Copy the items below word for word, every line in its original order.

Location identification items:
--

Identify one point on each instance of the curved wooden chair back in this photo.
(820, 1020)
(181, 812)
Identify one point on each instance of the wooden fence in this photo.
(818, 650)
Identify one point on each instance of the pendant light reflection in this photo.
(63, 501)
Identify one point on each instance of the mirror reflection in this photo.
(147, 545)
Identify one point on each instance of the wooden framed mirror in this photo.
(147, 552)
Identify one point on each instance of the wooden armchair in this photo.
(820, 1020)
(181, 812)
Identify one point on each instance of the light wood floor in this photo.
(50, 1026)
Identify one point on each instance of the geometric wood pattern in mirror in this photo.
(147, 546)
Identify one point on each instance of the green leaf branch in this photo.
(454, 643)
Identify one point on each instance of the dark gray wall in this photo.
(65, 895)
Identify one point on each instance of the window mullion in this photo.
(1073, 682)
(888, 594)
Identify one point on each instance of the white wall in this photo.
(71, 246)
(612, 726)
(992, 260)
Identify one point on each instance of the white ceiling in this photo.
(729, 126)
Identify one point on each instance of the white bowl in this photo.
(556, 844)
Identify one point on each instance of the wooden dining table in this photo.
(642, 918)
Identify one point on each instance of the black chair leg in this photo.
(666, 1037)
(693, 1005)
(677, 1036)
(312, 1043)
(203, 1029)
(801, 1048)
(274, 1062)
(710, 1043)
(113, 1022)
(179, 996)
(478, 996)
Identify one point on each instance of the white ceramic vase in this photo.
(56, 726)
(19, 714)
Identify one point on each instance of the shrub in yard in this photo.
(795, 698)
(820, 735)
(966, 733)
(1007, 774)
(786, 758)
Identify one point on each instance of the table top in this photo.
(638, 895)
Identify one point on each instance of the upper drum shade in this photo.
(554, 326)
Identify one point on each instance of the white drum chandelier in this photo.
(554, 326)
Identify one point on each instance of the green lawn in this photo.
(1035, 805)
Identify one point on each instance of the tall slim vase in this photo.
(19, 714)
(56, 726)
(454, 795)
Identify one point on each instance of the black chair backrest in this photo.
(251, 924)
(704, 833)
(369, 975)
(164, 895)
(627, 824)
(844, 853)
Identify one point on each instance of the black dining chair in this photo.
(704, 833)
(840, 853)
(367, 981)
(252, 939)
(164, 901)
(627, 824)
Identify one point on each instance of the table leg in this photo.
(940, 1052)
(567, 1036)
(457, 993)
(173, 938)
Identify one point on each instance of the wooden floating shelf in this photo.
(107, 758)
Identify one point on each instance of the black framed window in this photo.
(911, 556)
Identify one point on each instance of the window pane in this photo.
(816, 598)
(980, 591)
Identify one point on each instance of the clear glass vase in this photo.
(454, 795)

--

Response:
Identify one point on each instance of the curved wooden chair back in this photo.
(820, 1020)
(181, 812)
Identify one point on each instance of the wooden fence in this photo.
(818, 650)
Identify one point on each instance of the pendant light reflection in this photo.
(63, 501)
Identify one point on each instance of the mirror reflection in this photo.
(147, 545)
Identify one point on each instance of the wooden framed mirror in this photo.
(147, 552)
Identify one point on each instance of the wooden armchair in this photo.
(820, 1020)
(181, 812)
Identify one point on each instance of the light wood floor in this photo.
(50, 1026)
Identify one point on each instance of the geometric wood pattern in mirror in this photo.
(147, 546)
Identify one point on each instance of the green leaf branch in this photo.
(454, 643)
Identify one point on each instance of the dark gray wall in this photo.
(65, 895)
Identify one point on each instance of the window mullion in this photo.
(1073, 682)
(888, 594)
Identify one point on each instance of the white wall in this photo.
(71, 246)
(612, 726)
(992, 260)
Identify one point on each instance of the white ceiling in this photo.
(729, 126)
Identify one point on each instance of the white bowl in this photo.
(556, 844)
Identify one point on each instance of the wooden dining table in this photo.
(642, 918)
Identify one point on each instance of the black chair leg in this photo.
(666, 1037)
(693, 1005)
(677, 1036)
(312, 1043)
(203, 1029)
(801, 1048)
(274, 1062)
(710, 1043)
(113, 1022)
(179, 996)
(478, 996)
Identify one point on each instance of the white ceramic vase in this photo.
(56, 726)
(19, 714)
Identify one point on each instance of the shrub in yard in this photo.
(795, 698)
(820, 735)
(966, 733)
(1007, 774)
(786, 758)
Identify one point on each instance of the table top in this photo.
(638, 895)
Identify one point on each instance of the upper drum shade in this photo.
(554, 326)
Identify one point on each instance of the white drum chandelier in this photo.
(554, 326)
Identify one point on each instance of the green lawn in this photo.
(1035, 805)
Identify one point on each instance of the tall slim vase in this photo.
(19, 714)
(56, 726)
(454, 795)
Identify one point on each instance of the black chair backrest in this photo.
(251, 924)
(704, 833)
(369, 975)
(164, 895)
(627, 824)
(844, 853)
Identify one point on each instance of the black dining chair in this photo.
(704, 833)
(840, 853)
(367, 981)
(252, 939)
(164, 901)
(627, 824)
Identify one point on each instance of the table leg in this photo.
(940, 1052)
(567, 1036)
(457, 993)
(173, 938)
Identify one point on each instance of the wooden floating shelf in this photo.
(107, 758)
Identify one point on each instance of the black framed window in this photo.
(911, 556)
Identify one point on each instance of the window pane in this photo.
(816, 598)
(980, 591)
Identify one point on each instance of the clear glass vase in this photo.
(454, 795)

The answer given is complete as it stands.